Task objective:
Lay out all the records below as a Markdown table with the columns "No." and "Entry", one numbered row per line, skipping blank lines and leaving out the pictures.

Information given:
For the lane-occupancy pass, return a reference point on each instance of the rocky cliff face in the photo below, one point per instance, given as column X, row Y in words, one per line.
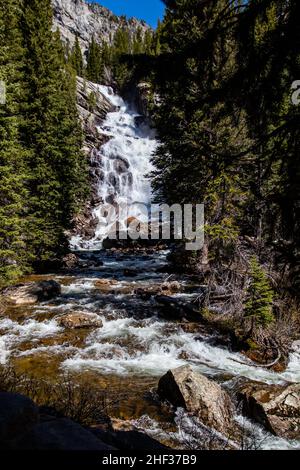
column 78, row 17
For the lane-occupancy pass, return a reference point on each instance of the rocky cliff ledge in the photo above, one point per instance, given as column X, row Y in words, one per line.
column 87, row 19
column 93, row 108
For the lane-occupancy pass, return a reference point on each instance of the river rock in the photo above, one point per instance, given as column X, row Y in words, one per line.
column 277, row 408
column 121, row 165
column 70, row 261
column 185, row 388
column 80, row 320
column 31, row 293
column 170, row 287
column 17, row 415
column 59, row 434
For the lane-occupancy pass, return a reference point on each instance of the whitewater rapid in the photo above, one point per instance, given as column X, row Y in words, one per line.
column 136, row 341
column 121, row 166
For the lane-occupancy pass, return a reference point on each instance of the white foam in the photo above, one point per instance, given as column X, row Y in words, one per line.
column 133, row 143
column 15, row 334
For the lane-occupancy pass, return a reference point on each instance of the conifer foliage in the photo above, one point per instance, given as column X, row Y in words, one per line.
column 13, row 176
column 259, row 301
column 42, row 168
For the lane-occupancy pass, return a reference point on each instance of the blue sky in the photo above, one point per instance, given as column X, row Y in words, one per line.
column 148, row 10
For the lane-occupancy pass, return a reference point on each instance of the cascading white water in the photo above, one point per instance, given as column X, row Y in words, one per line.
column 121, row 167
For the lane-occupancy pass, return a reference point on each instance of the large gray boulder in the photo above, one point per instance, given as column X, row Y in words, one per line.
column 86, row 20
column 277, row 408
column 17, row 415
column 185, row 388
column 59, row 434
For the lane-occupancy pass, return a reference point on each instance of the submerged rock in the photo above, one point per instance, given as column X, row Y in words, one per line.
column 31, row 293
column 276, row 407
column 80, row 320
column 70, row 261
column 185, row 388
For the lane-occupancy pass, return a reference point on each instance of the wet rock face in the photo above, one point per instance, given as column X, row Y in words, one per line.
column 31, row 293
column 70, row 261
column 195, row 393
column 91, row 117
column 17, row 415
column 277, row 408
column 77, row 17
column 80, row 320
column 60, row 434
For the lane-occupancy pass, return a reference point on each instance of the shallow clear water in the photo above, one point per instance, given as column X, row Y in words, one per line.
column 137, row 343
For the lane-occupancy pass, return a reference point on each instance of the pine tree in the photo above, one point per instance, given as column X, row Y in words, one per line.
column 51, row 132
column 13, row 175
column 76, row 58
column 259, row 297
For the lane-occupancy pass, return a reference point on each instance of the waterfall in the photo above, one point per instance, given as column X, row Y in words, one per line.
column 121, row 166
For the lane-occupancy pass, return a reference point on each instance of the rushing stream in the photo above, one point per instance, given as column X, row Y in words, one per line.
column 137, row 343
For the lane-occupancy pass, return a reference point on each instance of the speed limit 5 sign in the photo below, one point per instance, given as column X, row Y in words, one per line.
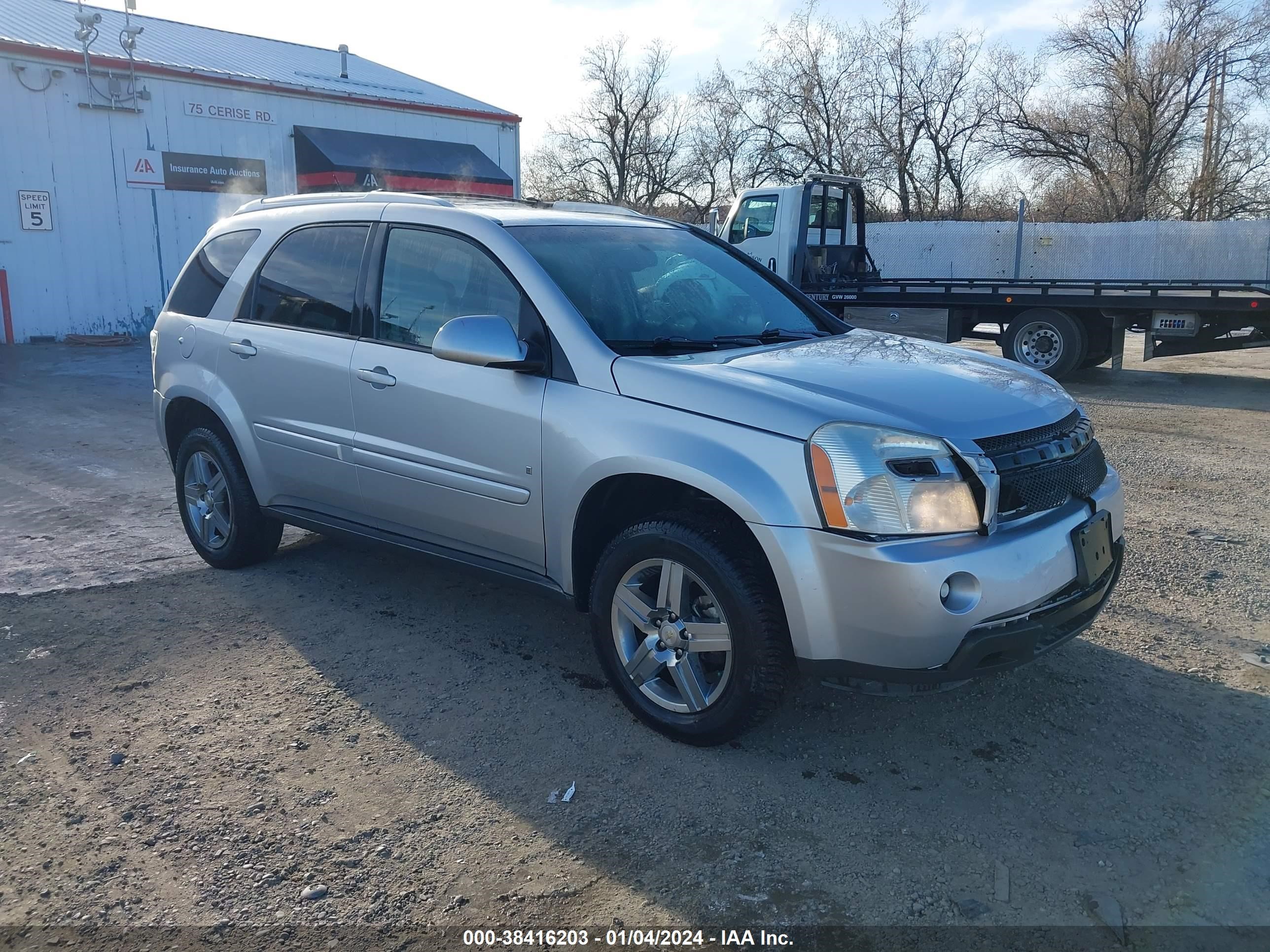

Task answer:
| No. | Entry |
|---|---|
| 1 | For the lane-occupancy pass, return a reference point on each instance of the rocky cliff face in the photo below, one point per instance, given as column X, row Y in words, one per line. |
| 2 | column 78, row 17 |
| 3 | For the lane-occupancy pass, return a reference point on each instance of the rocky cliff ledge in the photo above, one point per instance, given as column X, row Y in words, one per line. |
| 4 | column 87, row 19 |
| 5 | column 93, row 108 |
| 6 | For the lane-occupancy pass, return a reference point on each instance of the river rock in the photo above, one point per instance, given as column X, row Y in words, one per line. |
| 7 | column 277, row 408 |
| 8 | column 121, row 165 |
| 9 | column 70, row 261 |
| 10 | column 185, row 388 |
| 11 | column 80, row 320 |
| 12 | column 31, row 293 |
| 13 | column 170, row 287 |
| 14 | column 17, row 415 |
| 15 | column 59, row 434 |
| 16 | For the lane-occupancy pass, return a reference point on each instance of the whitewater rapid in the photo above, one point per instance, given as column X, row Y in words, one per line. |
| 17 | column 136, row 341 |
| 18 | column 121, row 166 |
| 19 | For the lane-occupancy pass, return a reference point on each instance of the white foam in the photo above, one point per instance, given as column X, row Y in words, one per line. |
| 20 | column 133, row 143 |
| 21 | column 15, row 334 |
| 22 | For the lane-occupancy pass, return a reference point on each instance of the conifer foliage in the photo above, one point per instance, given as column X, row Y in words, one per line. |
| 23 | column 13, row 176 |
| 24 | column 259, row 301 |
| 25 | column 42, row 168 |
| 26 | For the lane-occupancy pass, return a reference point on each instance of the blue sky in the photo above, one point per instance, given as column X, row Y in words, one per line. |
| 27 | column 148, row 10 |
| 28 | For the lane-occupancy pass, return a reference point on each instance of the cascading white water in the photo above, one point per instance, given as column X, row Y in words, one per line. |
| 29 | column 121, row 167 |
| 30 | For the lane-occupancy pass, return a reference point on each instance of the large gray boulder in the photo above, one point per instance, given as column X, row Y in words, one per line. |
| 31 | column 86, row 20 |
| 32 | column 277, row 408 |
| 33 | column 17, row 415 |
| 34 | column 185, row 388 |
| 35 | column 59, row 434 |
| 36 | For the lane-occupancy pass, return a reference point on each instance of the submerged rock in the photo above, one point per instance, given as column X, row Y in words, one per line. |
| 37 | column 31, row 293 |
| 38 | column 276, row 407 |
| 39 | column 80, row 320 |
| 40 | column 70, row 261 |
| 41 | column 185, row 388 |
| 42 | For the lane-occupancy pass, return a reference point on each instance of the wet rock face in the photo above, one point per instance, given as column X, row Y in words, one per line. |
| 43 | column 31, row 293 |
| 44 | column 70, row 261 |
| 45 | column 195, row 393 |
| 46 | column 91, row 117 |
| 47 | column 17, row 415 |
| 48 | column 277, row 408 |
| 49 | column 77, row 17 |
| 50 | column 80, row 320 |
| 51 | column 60, row 434 |
| 52 | For the lane-occupancy pass, return a reference point on each instance of the shallow clear water in the photo above, one point per instance, given as column X, row Y in words, one per line. |
| 53 | column 137, row 343 |
| 54 | For the lane-occupancy pass, return a reference point on each instance of the pine tree in the photo above, one point per instance, given as column X, row Y in words, one per line. |
| 55 | column 51, row 132 |
| 56 | column 13, row 175 |
| 57 | column 76, row 58 |
| 58 | column 259, row 297 |
| 59 | For the lane-occupancy pass, return a reference point on each instance of the waterfall in the photo above, one point per instance, given as column X, row Y in words, one per line. |
| 60 | column 121, row 166 |
| 61 | For the lane-occupancy pass, return a reference point on each instance of the rushing stream in the photo above, one point per instance, given as column X, row Y in words, one per line. |
| 62 | column 137, row 343 |
| 63 | For the lane-occupancy pass, return a reference point on each instance of the speed limit 5 sign in the photo below, one point per instance, given as column X, row Y in words, one per line. |